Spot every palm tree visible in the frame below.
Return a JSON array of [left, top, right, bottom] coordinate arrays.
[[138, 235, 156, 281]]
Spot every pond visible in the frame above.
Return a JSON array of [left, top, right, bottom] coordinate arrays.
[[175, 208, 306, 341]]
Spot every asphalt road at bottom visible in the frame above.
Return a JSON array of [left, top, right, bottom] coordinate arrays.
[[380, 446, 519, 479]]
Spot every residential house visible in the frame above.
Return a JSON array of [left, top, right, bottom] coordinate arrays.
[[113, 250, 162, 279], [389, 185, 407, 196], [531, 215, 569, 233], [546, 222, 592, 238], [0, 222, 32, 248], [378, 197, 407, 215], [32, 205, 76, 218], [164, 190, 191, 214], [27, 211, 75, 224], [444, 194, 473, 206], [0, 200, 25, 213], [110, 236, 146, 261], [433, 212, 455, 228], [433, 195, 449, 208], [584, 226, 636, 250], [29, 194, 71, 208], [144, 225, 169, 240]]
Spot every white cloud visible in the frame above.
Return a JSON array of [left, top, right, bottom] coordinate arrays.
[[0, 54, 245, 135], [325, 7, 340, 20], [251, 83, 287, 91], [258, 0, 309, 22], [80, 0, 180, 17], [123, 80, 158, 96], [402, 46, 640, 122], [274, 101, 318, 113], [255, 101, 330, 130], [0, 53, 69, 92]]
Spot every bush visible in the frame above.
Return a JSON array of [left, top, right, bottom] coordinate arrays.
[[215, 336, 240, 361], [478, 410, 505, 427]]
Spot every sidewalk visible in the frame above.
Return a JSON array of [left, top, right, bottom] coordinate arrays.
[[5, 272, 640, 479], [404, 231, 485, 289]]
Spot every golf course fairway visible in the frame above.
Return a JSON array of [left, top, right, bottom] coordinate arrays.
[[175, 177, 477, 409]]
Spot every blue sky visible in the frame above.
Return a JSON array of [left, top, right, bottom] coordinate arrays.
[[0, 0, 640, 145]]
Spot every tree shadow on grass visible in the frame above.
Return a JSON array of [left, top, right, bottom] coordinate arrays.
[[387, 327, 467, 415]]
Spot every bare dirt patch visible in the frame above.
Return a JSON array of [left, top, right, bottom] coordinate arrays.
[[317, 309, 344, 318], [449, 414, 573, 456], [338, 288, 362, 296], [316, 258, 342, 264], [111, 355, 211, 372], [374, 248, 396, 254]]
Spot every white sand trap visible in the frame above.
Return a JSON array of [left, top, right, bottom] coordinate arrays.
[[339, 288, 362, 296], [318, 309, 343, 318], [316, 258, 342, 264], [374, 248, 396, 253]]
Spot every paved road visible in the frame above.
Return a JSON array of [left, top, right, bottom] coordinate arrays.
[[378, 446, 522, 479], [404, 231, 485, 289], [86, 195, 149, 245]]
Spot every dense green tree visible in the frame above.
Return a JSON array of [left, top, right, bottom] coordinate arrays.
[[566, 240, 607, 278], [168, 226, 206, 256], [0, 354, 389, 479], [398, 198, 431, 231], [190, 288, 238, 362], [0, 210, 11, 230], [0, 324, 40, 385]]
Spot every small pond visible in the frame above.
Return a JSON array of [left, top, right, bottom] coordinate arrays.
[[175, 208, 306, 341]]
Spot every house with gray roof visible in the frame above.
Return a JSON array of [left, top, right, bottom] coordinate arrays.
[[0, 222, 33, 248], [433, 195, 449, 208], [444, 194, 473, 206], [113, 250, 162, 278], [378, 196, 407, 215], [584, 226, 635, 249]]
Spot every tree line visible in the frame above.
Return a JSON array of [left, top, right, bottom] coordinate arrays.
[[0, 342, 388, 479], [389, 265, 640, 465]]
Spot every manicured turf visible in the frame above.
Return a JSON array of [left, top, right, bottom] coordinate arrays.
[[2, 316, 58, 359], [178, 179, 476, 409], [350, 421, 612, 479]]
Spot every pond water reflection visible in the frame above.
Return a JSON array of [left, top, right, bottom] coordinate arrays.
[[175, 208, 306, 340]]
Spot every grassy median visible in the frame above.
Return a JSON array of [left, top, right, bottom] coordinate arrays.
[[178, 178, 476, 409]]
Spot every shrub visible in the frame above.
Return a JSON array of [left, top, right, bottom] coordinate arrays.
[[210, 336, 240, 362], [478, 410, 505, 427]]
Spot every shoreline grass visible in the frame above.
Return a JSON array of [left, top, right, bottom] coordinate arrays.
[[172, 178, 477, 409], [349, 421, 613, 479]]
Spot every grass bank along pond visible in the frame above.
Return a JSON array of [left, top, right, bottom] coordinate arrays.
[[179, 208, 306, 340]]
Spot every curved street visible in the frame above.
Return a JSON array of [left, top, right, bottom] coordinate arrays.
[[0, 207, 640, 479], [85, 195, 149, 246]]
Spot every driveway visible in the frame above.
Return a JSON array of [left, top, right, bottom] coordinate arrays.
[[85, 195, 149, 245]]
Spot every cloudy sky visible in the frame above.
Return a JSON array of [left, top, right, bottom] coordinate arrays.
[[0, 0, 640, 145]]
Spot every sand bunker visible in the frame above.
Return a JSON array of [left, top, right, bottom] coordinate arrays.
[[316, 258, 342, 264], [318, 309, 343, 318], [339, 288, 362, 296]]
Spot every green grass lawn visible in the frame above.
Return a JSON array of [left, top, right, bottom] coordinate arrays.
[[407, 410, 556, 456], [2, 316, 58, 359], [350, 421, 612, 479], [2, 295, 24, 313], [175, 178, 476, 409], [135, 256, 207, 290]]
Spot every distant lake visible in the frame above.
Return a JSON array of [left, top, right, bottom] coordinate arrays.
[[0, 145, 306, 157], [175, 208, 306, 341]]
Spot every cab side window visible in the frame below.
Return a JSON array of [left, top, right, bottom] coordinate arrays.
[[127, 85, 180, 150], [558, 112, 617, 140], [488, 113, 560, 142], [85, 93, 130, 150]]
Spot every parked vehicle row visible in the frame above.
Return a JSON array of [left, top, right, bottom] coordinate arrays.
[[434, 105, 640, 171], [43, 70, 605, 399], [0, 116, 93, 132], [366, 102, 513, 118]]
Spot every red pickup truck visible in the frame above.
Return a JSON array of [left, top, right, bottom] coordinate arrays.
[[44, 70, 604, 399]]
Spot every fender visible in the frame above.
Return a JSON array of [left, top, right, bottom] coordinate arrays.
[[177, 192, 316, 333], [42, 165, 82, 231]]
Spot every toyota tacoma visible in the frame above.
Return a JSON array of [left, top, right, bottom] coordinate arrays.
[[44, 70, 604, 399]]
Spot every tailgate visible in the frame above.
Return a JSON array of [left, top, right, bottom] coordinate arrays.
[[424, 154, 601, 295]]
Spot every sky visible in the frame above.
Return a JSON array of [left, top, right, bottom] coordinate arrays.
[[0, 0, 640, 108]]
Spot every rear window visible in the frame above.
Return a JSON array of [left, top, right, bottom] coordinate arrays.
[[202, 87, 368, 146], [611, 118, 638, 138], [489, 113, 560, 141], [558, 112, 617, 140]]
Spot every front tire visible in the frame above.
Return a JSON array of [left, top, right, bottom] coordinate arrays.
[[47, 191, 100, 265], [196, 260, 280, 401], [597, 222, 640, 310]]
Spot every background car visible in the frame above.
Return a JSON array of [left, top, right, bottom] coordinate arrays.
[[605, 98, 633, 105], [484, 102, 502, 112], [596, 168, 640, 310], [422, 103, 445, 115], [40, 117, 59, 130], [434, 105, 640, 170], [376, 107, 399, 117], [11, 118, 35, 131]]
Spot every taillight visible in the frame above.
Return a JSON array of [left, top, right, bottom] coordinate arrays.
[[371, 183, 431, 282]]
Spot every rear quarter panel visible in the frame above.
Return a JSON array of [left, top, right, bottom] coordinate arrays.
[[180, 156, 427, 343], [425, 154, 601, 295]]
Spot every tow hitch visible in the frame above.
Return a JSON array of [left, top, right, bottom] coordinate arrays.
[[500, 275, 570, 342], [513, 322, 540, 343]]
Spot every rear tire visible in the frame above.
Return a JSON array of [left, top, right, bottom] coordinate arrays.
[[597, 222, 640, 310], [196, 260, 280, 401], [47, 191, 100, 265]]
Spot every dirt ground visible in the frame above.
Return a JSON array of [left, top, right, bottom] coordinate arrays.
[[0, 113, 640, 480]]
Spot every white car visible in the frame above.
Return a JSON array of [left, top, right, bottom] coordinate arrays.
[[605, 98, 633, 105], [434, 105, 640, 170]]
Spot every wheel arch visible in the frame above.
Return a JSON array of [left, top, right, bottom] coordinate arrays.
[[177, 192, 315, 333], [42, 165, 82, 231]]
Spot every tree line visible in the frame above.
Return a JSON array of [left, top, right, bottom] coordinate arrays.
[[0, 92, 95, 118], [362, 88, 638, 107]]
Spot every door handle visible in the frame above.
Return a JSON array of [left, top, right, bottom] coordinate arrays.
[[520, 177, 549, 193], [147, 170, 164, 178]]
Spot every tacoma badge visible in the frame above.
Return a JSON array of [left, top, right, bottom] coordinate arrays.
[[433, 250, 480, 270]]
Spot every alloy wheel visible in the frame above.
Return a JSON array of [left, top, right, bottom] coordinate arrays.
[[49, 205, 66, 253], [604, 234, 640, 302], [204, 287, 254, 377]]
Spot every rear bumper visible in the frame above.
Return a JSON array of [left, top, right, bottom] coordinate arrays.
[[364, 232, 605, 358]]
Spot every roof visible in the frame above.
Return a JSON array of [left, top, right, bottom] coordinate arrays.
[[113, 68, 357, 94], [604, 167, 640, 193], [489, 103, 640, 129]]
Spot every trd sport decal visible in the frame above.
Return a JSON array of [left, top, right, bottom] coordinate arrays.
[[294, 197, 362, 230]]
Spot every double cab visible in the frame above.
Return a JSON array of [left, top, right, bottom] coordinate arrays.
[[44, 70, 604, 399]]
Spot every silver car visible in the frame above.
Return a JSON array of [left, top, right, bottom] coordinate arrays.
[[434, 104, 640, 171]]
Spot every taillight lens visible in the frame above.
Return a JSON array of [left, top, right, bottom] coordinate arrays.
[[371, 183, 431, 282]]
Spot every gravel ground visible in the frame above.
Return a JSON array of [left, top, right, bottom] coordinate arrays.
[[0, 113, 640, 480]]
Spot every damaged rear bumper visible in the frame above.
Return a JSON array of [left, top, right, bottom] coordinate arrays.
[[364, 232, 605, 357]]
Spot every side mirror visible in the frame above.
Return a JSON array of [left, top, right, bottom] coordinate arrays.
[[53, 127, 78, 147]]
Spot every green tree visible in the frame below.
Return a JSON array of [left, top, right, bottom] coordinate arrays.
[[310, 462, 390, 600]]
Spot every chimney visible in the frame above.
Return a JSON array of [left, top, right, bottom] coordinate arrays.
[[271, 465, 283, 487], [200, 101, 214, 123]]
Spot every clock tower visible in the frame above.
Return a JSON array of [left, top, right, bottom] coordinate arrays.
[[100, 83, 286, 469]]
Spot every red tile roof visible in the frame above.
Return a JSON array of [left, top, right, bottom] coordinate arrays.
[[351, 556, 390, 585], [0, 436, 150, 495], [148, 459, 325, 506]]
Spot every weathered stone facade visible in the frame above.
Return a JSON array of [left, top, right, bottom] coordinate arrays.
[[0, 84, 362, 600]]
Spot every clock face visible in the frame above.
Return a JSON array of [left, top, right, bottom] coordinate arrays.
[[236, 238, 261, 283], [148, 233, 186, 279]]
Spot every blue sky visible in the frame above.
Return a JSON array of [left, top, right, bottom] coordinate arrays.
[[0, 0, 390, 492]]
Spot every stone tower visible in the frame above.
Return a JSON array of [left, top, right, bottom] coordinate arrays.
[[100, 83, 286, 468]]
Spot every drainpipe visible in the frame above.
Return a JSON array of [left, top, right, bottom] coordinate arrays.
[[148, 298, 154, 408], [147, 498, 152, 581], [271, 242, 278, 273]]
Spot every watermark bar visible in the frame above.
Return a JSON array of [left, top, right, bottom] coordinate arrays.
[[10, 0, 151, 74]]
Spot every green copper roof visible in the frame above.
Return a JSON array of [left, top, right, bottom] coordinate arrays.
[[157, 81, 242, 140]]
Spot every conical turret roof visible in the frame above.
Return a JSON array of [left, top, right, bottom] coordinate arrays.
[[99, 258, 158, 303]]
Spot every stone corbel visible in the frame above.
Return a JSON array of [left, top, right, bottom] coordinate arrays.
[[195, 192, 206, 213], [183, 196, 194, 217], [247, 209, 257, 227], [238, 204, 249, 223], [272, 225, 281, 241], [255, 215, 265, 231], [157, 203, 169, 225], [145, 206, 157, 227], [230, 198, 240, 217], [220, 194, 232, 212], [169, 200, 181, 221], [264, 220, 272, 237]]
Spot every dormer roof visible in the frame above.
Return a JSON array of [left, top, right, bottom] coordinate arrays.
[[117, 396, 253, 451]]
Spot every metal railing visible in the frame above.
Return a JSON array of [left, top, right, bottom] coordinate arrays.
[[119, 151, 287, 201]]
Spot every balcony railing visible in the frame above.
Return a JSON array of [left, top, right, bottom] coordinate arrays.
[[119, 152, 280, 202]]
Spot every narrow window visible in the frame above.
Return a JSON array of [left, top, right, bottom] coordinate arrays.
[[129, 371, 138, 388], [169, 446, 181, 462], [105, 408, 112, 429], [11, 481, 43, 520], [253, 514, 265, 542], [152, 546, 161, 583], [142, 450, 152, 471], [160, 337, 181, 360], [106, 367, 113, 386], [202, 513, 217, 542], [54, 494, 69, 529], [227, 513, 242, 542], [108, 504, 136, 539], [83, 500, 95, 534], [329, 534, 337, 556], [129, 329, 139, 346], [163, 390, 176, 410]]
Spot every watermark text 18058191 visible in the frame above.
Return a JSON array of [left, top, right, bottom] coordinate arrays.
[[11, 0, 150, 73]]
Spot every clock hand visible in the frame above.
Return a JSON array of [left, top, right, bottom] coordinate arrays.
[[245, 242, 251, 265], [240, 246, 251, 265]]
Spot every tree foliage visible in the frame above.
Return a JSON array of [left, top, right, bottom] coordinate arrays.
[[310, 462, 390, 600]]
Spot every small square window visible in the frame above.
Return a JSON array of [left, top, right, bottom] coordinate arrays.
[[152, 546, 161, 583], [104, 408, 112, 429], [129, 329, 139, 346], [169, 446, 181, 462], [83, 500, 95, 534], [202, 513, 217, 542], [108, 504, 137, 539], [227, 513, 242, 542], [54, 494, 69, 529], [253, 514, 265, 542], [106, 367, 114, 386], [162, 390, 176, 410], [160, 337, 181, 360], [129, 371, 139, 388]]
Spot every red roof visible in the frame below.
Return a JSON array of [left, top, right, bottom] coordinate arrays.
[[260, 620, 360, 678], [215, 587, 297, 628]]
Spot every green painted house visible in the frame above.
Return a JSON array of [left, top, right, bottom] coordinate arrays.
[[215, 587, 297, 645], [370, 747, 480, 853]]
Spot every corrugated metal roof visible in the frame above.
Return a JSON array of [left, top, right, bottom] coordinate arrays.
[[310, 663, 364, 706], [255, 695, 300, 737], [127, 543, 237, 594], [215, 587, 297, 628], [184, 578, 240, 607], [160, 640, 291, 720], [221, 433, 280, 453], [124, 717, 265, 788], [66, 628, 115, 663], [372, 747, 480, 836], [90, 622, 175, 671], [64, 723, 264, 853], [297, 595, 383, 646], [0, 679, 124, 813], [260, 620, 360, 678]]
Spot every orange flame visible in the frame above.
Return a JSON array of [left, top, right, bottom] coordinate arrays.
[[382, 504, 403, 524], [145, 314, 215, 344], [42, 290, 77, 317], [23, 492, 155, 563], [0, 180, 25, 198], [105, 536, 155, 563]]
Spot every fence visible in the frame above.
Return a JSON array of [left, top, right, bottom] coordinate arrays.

COMPITO DA SVOLGERE> Trasformi in un elenco numerato le righe dei dati riportati sopra, dall'inizio fino alla riga contenente "[[387, 327, 467, 415]]", inclusa. Tralasci le righe vuote.

ESITO DEL COMPITO>
1. Spot every palm tree visible in the frame below.
2. Return a JSON array of [left, top, right, bottom] coordinate arrays.
3. [[138, 235, 156, 281]]
4. Spot every pond visible in the frame above.
5. Return a JSON array of [left, top, right, bottom] coordinate arrays.
6. [[175, 208, 306, 341]]
7. Spot every asphalt road at bottom visible in the frame above.
8. Return a JSON array of [left, top, right, bottom] coordinate arrays.
9. [[380, 446, 519, 479]]
10. Spot every residential house visible in the frame above.
11. Return a JSON array of [left, top, right, bottom] coordinate arrays.
12. [[113, 250, 162, 279], [389, 185, 407, 196], [531, 215, 569, 233], [546, 222, 592, 238], [0, 222, 32, 248], [378, 197, 407, 215], [32, 205, 76, 218], [164, 190, 191, 214], [27, 211, 75, 224], [444, 194, 473, 206], [0, 200, 25, 213], [110, 236, 146, 261], [433, 212, 455, 228], [433, 195, 449, 208], [584, 226, 636, 250], [29, 194, 71, 208], [144, 225, 169, 240]]
13. Spot every white cloud visible in the frame above.
14. Return a JSON array of [left, top, right, bottom] coordinate arrays.
15. [[0, 54, 245, 135], [325, 7, 340, 20], [251, 83, 287, 91], [258, 0, 309, 22], [80, 0, 180, 17], [123, 80, 158, 96], [402, 46, 640, 122], [274, 101, 318, 113], [255, 101, 330, 130], [0, 53, 69, 92]]
16. Spot every bush visible in the frame above.
17. Return a JSON array of [left, top, right, bottom] coordinate arrays.
18. [[215, 336, 240, 361], [478, 410, 505, 427]]
19. Spot every sidewalk visible in the frame above.
20. Return a JSON array of [left, top, right, bottom] coordinate arrays.
21. [[5, 272, 640, 479], [404, 231, 485, 289]]
22. Spot every golf course fairway visible in the frame above.
23. Return a JSON array of [left, top, right, bottom] coordinate arrays.
24. [[175, 177, 477, 409]]
25. Spot every blue sky visible in the frame above.
26. Return a JSON array of [left, top, right, bottom] coordinate arrays.
27. [[0, 0, 640, 145]]
28. Spot every tree shadow on grass visible in the frame above.
29. Return a JSON array of [left, top, right, bottom] coordinate arrays.
30. [[387, 327, 467, 415]]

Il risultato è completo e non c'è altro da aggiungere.